TASK - Filter these entries down to lines holding "white".

EXTRACTED INFORMATION -

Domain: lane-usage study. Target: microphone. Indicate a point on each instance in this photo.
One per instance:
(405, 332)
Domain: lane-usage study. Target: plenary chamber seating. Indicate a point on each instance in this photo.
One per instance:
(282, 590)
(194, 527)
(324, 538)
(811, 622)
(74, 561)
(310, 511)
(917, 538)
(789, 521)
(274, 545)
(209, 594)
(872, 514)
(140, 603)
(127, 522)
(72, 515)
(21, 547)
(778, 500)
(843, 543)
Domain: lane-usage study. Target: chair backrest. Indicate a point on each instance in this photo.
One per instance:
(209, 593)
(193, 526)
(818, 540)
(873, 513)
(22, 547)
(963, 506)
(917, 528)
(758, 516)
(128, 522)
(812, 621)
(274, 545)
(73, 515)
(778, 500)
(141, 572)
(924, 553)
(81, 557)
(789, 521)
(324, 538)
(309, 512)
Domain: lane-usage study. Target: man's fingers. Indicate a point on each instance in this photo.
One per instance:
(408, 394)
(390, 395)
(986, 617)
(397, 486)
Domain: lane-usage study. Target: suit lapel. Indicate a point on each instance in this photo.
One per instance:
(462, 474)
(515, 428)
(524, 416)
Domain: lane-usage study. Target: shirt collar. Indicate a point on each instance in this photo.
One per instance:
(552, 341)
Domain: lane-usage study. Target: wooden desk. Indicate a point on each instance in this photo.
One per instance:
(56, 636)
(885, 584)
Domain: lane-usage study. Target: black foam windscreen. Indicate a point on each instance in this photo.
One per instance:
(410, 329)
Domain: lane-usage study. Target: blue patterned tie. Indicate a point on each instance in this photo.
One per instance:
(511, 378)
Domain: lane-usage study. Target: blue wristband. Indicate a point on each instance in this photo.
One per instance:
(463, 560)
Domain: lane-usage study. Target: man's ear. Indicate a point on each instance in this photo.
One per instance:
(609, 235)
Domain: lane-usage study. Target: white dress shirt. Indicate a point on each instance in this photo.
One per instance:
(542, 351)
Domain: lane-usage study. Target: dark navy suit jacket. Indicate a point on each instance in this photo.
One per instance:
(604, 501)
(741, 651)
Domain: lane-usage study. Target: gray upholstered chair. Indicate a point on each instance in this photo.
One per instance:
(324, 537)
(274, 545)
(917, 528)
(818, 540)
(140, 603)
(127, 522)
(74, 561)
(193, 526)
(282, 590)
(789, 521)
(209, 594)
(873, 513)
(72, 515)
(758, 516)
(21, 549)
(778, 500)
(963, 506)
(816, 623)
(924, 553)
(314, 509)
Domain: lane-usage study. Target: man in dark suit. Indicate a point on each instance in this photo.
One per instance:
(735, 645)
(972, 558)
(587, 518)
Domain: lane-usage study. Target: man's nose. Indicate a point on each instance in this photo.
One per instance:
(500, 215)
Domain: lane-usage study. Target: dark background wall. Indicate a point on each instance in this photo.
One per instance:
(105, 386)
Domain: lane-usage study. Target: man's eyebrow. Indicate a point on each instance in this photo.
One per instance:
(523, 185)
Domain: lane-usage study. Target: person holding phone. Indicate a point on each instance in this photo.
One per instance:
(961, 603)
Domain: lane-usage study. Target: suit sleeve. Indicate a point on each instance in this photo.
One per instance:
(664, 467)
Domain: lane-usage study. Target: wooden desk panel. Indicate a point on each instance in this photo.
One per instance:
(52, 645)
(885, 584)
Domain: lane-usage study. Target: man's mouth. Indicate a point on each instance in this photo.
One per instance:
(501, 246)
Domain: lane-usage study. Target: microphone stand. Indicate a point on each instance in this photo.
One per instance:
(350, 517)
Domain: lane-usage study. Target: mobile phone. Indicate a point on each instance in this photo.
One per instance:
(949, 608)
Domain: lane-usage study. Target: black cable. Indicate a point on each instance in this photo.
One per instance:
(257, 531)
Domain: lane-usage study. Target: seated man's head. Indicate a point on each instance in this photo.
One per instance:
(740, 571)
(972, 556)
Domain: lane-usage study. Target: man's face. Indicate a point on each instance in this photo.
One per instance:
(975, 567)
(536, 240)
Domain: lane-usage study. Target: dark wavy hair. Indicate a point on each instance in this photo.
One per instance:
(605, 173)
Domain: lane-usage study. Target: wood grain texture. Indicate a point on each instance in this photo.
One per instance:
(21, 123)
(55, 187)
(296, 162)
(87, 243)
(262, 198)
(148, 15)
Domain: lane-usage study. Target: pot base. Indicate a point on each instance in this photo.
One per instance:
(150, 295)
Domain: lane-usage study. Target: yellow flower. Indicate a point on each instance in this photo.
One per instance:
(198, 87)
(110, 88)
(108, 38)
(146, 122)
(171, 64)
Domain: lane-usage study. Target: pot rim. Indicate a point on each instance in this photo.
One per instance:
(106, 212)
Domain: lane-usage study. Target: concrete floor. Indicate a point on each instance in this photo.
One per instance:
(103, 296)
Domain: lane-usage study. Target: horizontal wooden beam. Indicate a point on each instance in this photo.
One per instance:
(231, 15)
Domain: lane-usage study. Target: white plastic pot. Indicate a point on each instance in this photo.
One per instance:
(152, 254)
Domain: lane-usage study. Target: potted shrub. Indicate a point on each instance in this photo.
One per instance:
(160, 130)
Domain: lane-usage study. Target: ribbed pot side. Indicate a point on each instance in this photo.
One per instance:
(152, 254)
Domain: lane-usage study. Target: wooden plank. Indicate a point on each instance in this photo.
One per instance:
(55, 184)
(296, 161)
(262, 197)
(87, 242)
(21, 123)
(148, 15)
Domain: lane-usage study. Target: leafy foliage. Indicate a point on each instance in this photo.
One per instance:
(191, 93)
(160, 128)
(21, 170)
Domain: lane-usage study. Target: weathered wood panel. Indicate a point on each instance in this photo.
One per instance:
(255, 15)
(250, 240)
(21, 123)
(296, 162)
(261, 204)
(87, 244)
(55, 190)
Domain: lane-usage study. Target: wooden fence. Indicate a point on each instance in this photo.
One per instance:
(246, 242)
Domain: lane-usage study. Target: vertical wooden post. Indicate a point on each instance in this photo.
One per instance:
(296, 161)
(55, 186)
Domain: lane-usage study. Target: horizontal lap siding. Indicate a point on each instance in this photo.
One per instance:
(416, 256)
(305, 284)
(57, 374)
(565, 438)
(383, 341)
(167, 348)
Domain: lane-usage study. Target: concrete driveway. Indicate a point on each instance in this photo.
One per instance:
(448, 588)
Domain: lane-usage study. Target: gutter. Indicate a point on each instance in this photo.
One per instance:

WRITTEN RESPONSE -
Domain: lane-usage study. Target: white dress shirt. Indicate a point on each instance in this photo.
Domain: lane-usage study. Target: white plastic pot. Indicate a point on each instance in this photo.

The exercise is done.